◆ **Desafíos**:
1. Responde según el texto sobre los recién nacidos en Roma:
(a) ¿En qué ciudad nació una niña con dientes?
(b) ¿Qué nombre daba el pueblo a la columna del Foro Olitorio?
(c) ¿Qué ponían los Psílos en la cuna del recién nacido?
2. Devuelve del texto sobre los recién nacidos en Roma todo lo que va desde "El infante, desde" hasta "Hijos de dioses.", sin cambiar nada.
3. Continúa el texto sobre los recién nacidos en Roma a partir de su última oración.

◆ **Texto extraído**:
El romano consideraba monstruo a todos los nacidos que carecían de forma humana, y también a los que poseían el aspecto humano pero en forma deficiente o que por el contrario eran demasiado perfectos.
Nos refiere Livio que en pueblo itálico de Arimino nacieron algunos sin ojos, ni nariz, y en Veyas nació uno con dos cabezas y otro en la ciudad de Sinuseia con cabeza de elefante. En Arrecio llegó al mundo un niño con un solo brazo, y en Sinuseia, a otro le faltaba la mano.
En la ciudad de Axima nació una niña con dientes, evidente señal de prodigio, y muy pronto después en Trusianone un niño de sexo dudoso, que tenía el tamaño de uno de cuatro años de edad. Arúspices, llamados de Etruria a Roma, declararon que aquel prodigio era siniestro para la República y aconsejaron arrojarlo fuera del territorio romano, sin dejarle contacto tomar con la tierra. Recomendaban ahogarlo en el mar. Encerráronle entonces vivo en un cofre, lo llevaron a alta mar y lo sumergieron.
El infante, desde el momento de llegar a este mundo de luz, debía seguir estrictamente el camino indicado por la diosa Moira, la diosa del Destino. Demasiado temprano diferenciábase la suerte humana: unos nacían esclavos, otros —por culpa de sus padres— indignos, y por ello abandonados. Otros nacieron para ser nobles, plebeyos o patricios, y algunos privilegiados, muy pocos, podían nombrarse como Hijos de dioses.
Existía en Roma una plaza, llamada Foro Olitorio, conocida con este nombre porque era la plaza de los verduleros y pescadores. Había allí una columna que el pueblo llamaba «Lactaria», columna de los lactantes. En ella se exponían los niños que no eran levantados desde la tierra por el padre, porque la diosa Levana se negaba a presidir la ceremonia del reconocimiento, si el hijo era fruto del adulterio. Allí fueron expuestos todos los nacidos del incesto, de los amores prohibidos y de las relaciones nefandas.
Acerca de la legitimidad de los recién nacidos cometieron muchas injusticias porque los romanos carecían de la habilidad y medios seguros que tenían los Psílos. Los Psílos, antiguo pueblo, eran inmunes al veneno de todas las serpientes y hasta éstas huían de ellos. Cuenta Herodotos que cuando les nacía un hijo, ponían en la cuna del recién nacido una serpiente. Si ésta huía, no cabía duda que el niño era legítimo, pero, si la serpiente lo mordía demostraba que el niño era ilegítimo y el par eliminaba el mal venido hijo de un extranjero.

◆ **Filas de datos**:

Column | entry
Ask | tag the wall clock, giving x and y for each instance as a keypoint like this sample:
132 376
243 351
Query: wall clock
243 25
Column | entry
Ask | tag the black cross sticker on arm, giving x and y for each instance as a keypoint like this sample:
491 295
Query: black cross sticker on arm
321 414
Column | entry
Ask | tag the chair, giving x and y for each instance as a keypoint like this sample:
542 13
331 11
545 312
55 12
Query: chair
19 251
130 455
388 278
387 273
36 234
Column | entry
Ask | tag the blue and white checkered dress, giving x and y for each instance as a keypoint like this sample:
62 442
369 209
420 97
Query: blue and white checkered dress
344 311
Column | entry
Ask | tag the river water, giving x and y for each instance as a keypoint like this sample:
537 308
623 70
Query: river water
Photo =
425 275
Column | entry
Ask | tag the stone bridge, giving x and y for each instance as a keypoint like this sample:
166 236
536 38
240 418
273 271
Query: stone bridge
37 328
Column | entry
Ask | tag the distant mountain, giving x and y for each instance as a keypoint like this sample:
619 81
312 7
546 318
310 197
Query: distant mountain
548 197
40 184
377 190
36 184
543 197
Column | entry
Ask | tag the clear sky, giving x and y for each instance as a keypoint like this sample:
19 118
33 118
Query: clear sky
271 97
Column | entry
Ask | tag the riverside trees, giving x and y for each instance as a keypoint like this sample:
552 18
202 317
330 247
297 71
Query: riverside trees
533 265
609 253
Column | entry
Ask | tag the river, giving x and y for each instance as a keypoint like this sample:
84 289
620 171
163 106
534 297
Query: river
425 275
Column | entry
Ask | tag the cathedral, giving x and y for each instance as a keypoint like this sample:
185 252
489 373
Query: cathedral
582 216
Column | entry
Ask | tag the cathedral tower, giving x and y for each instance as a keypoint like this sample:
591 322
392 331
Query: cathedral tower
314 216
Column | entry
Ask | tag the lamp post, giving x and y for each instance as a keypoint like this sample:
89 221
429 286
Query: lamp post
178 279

◆ **Respuestas por tarea**:
1.
(a) En Axima.
(b) «Lactaria».
(c) Una serpiente.

2.
El infante, desde el momento de llegar a este mundo de luz, debía seguir estrictamente el camino indicado por la diosa Moira, la diosa del Destino. Demasiado temprano diferenciábase la suerte humana: unos nacían esclavos, otros —por culpa de sus padres— indignos, y por ello abandonados. Otros nacieron para ser nobles, plebeyos o patricios, y algunos privilegiados, muy pocos, podían nombrarse como Hijos de dioses.

3.
La suerte de las criaturas de la Columna Lactaria no era dudosa. Dice Lactancio que la mayoría de los niños expuestos allí fue recogida, pero por gente depravada que en esta forma fácil ampliaban su criadero para el mercado de esclavos y prostíbulos, hasta que el emperador Justiniano puso un enérgico fin a estas maquinaciones nefandas y kakogenésicas. Dice Tertuliano en su Apologética que «... exponen a los hijos a la ventura de la misericordia ajena..., y ocurre a veces, que se pierde la memoria de estos hijos expuestos y que uno por error tropieza con ellos, casándose el hermano con su propia hermana, el padre con su hija..., y de allí se eslabonan varias generaciones con el perpetuo incesto...,» que termina con la degeneración de la misma nación!
La segunda parca era la diosa Nona. Ella era la protectora de los bien nacidos, que llegaban a este mundo hacia fines del mes nono, noveno. En nueve meses nacieron los quirites de Roma, plebeyos y patricios, todos humanos, demasiados humanos, porque los que advenían a fines del décimo mes eran los privilegiados de la Divinidad Décima, los Hijos de Dios, que llegaban a ser héroes, caudillos de su pueblo, haciéndose inmortales en la historia. En Roma no faltaban las hermosas mujeres ni hijos que nacieron de dioses.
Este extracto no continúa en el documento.